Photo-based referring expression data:
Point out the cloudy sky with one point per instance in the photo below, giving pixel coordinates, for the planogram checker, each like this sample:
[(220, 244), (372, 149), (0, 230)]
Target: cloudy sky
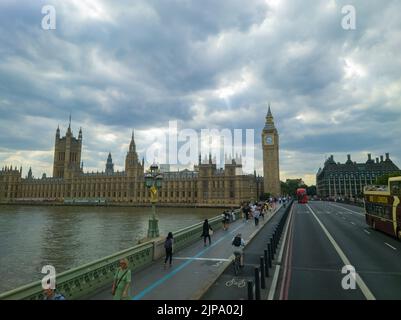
[(119, 65)]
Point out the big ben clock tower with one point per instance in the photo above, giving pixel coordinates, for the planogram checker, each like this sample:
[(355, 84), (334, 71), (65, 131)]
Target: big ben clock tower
[(270, 144)]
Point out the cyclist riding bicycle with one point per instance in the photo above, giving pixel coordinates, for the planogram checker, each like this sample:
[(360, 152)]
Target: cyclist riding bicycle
[(238, 245)]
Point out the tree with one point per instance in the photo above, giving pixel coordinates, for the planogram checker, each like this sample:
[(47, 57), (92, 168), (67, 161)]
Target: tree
[(311, 191), (383, 180)]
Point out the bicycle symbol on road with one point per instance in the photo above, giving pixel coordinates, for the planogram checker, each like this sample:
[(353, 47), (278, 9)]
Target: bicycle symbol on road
[(240, 284)]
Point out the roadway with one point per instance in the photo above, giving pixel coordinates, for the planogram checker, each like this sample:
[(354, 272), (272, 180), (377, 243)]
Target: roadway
[(325, 236)]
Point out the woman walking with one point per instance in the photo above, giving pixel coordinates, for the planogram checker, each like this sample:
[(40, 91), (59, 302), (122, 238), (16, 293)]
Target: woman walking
[(206, 232), (121, 289), (168, 245)]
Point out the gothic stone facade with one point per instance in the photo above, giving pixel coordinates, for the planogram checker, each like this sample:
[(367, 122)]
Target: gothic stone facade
[(206, 185), (347, 180), (270, 145)]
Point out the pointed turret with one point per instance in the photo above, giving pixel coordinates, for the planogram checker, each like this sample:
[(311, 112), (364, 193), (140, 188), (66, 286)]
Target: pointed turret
[(132, 146), (109, 165), (69, 133), (269, 124), (58, 132)]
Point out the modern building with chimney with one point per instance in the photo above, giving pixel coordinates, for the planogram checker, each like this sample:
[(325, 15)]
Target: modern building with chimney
[(347, 180)]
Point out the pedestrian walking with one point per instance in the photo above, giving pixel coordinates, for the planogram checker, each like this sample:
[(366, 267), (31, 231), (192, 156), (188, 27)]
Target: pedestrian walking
[(206, 230), (256, 215), (168, 245), (51, 294), (121, 289)]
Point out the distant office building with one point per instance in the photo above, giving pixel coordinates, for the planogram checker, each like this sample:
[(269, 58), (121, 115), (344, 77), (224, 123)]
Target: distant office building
[(348, 179), (299, 182)]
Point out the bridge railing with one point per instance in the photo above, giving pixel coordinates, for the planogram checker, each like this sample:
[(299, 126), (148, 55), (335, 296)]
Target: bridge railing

• [Problem requirements] Single out each line of the records above with the string "railing" in it, and copy it.

• [Reply to the exercise]
Point out the bridge railing with one point per instance in the photo above, giving pixel coordinates, for the planogram checker, each like this sample:
Target: bridge railing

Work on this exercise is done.